*** Opening of SUPPLIED DATA ***

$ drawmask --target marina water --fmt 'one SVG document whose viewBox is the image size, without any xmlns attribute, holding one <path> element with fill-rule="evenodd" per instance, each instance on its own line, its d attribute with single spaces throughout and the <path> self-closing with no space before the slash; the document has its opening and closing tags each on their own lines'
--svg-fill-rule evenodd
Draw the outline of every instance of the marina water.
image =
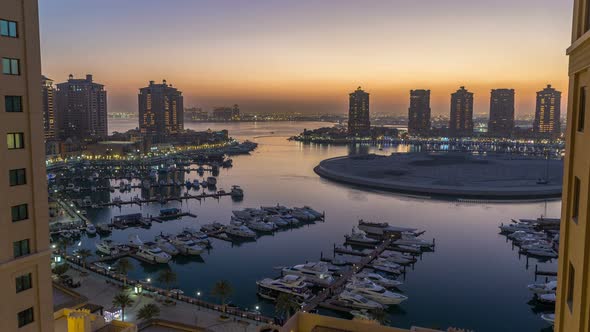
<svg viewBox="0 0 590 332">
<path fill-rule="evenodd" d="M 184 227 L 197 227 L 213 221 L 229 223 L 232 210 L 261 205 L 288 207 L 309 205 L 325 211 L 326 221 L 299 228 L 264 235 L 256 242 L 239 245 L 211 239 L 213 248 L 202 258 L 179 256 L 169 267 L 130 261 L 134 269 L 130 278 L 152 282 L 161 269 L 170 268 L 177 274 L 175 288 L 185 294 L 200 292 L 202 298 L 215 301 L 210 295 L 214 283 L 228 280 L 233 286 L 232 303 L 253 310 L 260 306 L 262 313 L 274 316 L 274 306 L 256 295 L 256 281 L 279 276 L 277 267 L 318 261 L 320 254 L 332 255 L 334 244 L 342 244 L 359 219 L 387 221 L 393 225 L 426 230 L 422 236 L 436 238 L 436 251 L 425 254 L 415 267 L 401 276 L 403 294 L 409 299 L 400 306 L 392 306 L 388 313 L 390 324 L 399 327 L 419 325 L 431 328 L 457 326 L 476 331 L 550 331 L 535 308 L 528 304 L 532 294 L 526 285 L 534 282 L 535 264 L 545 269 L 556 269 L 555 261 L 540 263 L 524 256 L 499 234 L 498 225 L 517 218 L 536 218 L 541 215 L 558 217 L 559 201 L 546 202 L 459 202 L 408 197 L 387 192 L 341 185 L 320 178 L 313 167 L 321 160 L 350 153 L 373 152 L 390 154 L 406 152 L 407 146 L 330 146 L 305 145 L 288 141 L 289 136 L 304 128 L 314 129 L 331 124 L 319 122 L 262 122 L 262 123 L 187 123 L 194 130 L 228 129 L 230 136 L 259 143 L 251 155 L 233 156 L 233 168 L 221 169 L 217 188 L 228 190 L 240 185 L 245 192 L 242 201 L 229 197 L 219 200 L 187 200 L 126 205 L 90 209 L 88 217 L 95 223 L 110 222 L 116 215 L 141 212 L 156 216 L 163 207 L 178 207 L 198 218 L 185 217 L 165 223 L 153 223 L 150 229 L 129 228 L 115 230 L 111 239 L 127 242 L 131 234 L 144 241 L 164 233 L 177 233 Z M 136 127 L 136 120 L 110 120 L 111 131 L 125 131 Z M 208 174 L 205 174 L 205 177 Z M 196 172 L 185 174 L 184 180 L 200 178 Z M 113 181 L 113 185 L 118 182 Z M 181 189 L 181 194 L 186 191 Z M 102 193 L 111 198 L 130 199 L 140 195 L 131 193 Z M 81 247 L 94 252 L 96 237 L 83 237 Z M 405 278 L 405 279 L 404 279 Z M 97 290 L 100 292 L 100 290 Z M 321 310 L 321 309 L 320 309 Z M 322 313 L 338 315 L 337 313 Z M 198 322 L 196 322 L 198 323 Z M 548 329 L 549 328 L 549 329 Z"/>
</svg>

*** Close of SUPPLIED DATA ***
*** Opening of SUPPLIED DATA ***

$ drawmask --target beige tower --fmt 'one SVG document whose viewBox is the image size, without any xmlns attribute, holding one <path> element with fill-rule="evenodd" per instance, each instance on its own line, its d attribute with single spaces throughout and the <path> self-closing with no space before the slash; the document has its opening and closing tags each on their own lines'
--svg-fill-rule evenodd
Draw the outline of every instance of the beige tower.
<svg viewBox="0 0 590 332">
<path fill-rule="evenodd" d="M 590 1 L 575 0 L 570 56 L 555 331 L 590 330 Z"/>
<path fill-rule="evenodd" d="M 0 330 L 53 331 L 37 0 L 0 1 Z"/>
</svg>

*** Close of SUPPLIED DATA ***
*** Opening of SUPPLIED DATA ***

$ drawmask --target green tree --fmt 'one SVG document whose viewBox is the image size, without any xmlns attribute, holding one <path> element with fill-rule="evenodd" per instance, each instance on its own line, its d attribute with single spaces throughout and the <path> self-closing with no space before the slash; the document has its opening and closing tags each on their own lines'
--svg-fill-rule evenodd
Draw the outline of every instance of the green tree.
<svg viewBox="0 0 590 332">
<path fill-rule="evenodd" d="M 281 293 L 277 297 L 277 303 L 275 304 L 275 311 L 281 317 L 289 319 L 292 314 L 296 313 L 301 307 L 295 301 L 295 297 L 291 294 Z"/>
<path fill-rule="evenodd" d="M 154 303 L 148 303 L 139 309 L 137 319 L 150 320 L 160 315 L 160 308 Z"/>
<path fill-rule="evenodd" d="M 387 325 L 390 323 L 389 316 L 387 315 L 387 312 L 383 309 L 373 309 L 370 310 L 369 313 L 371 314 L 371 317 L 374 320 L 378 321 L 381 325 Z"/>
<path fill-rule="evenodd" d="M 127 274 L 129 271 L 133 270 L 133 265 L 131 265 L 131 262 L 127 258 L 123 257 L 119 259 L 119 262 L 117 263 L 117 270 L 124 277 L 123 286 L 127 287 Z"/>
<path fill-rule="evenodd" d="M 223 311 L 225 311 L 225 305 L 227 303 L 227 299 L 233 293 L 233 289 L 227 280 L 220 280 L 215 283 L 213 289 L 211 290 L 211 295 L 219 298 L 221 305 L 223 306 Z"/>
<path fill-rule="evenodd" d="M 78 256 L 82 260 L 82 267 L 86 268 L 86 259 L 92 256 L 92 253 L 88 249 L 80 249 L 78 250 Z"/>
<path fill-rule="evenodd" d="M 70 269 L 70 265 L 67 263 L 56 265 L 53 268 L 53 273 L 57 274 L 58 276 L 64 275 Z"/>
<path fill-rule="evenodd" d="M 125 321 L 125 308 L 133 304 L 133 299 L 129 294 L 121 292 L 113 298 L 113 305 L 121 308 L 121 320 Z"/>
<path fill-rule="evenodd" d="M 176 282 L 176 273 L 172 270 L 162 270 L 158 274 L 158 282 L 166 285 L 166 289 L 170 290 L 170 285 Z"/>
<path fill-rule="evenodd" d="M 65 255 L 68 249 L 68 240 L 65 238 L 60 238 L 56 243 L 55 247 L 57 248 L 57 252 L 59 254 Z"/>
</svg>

*** Close of SUPPLIED DATA ***

■ **EXERCISE DESCRIPTION**: Lines above with the string "water" need to be found and copied.

■ **ANSWER BELOW**:
$ drawmask --target marina water --fmt 'one SVG document whose viewBox is the image size, without any xmlns attribute, holding one <path> element with fill-rule="evenodd" per instance, each instance on its own line, its d attribute with single spaces throughout and the <path> self-closing with no space before the slash; the document has its opening and closing tags each on their own lines'
Draw the outline of every instance of the marina water.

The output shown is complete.